[Provided material Boundary: Start]

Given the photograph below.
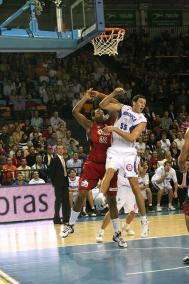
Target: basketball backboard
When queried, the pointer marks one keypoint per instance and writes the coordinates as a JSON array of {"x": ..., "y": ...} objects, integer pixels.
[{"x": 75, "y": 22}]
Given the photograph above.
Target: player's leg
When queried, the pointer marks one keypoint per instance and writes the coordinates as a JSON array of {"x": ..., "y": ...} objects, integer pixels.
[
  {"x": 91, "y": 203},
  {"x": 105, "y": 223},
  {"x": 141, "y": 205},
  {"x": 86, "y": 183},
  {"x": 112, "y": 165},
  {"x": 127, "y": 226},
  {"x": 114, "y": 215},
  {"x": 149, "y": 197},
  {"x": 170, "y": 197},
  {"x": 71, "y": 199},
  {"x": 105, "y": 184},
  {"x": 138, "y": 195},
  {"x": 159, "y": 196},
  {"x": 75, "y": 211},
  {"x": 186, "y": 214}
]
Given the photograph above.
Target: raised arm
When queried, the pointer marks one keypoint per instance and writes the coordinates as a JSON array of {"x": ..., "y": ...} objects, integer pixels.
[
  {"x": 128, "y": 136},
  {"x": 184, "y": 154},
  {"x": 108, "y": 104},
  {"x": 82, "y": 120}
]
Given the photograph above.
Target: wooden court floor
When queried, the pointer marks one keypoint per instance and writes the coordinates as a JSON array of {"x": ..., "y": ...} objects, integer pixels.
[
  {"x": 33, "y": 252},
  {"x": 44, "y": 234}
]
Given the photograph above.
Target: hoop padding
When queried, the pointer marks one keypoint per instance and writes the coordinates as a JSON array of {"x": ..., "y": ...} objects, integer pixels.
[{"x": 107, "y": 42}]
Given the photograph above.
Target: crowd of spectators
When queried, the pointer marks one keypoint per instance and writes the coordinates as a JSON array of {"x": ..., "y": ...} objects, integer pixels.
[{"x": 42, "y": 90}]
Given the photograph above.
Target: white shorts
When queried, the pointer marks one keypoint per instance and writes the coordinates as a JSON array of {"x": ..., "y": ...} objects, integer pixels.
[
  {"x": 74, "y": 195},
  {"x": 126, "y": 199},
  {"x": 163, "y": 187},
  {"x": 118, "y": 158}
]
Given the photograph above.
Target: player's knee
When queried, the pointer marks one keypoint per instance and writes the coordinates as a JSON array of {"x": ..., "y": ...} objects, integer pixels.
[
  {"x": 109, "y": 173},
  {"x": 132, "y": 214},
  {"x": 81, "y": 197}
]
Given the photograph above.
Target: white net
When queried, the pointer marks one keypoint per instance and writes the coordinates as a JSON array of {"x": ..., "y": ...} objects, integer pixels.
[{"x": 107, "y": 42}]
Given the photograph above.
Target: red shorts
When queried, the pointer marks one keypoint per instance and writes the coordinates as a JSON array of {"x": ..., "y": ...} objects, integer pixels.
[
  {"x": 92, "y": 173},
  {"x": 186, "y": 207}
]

[Provided material Boundary: End]

Exercise requirements =
Without the images, write out each line of the data verbatim.

Output for this exercise =
Given the photograph below.
Target: basketball backboard
When queried, the pointer marks one keypoint per instance and writes the coordinates as a JSON array of {"x": ..., "y": ...} objects, integer pixels.
[{"x": 75, "y": 22}]
Given the photograph above.
Target: player's leg
When queried, the pointer marks one keypoint per instance and writes the coordinates as a JSON array of {"x": ..., "y": ...} objects, integer pixels.
[
  {"x": 91, "y": 203},
  {"x": 105, "y": 223},
  {"x": 141, "y": 205},
  {"x": 86, "y": 183},
  {"x": 112, "y": 165},
  {"x": 127, "y": 226},
  {"x": 114, "y": 215},
  {"x": 149, "y": 197},
  {"x": 170, "y": 197},
  {"x": 71, "y": 199},
  {"x": 105, "y": 184},
  {"x": 138, "y": 195},
  {"x": 159, "y": 196},
  {"x": 75, "y": 211},
  {"x": 186, "y": 214}
]
Given the photograph above.
Target: raised arm
When queried, the pointer marks one keypoint per instance and writes the coordinates as a JSON array of {"x": ..., "y": ...} objects, integer pixels.
[
  {"x": 128, "y": 136},
  {"x": 184, "y": 154},
  {"x": 108, "y": 104},
  {"x": 82, "y": 120}
]
Given the photograph above.
Target: wooden court floor
When queried, the pointer marks one keypoint per instance and writes the coordinates as a JSON array of {"x": ..., "y": ...} objects, integer pixels.
[
  {"x": 33, "y": 252},
  {"x": 44, "y": 234}
]
Given the photograph above.
Target: hoop padding
When queried, the pointer marks one keypoint per instance and writes the coordinates as a JSON array of {"x": ..., "y": ...} objects, integer pixels.
[{"x": 107, "y": 42}]
Given the photograph above.
Target: crowd of spectators
When queried, the pointer marks one keypoint per instance and writes the coordinates as a JSON array of {"x": ..., "y": ...} objects, integer pixels.
[{"x": 42, "y": 90}]
Given the photograph above.
Target: white shorts
When queried, the pointer marks one keypoint per instance and writes the coordinates as a JSON array of {"x": ..., "y": ...} objects, integer pixels.
[
  {"x": 74, "y": 195},
  {"x": 126, "y": 199},
  {"x": 163, "y": 187},
  {"x": 118, "y": 158}
]
Given the photograph above.
Target: player's knee
When queried, the pointer marks one keypoint per instance and writes the coordinates as a JSON array of {"x": ..., "y": ...} objects, integer pixels.
[
  {"x": 109, "y": 173},
  {"x": 132, "y": 214},
  {"x": 81, "y": 197}
]
Given the photograph above.
Target: white net
When queried, the pointer marks one keypoint per instance and writes the coordinates as a JSON array of {"x": ..., "y": ...} objects, integer pixels.
[{"x": 107, "y": 42}]
Given the photograph above.
Target: red shorts
When queried, the pointer marks one keypoint per instance and writes the coordinates as a JSON array of {"x": ..., "y": ...} objects, integer pixels.
[
  {"x": 92, "y": 173},
  {"x": 186, "y": 207}
]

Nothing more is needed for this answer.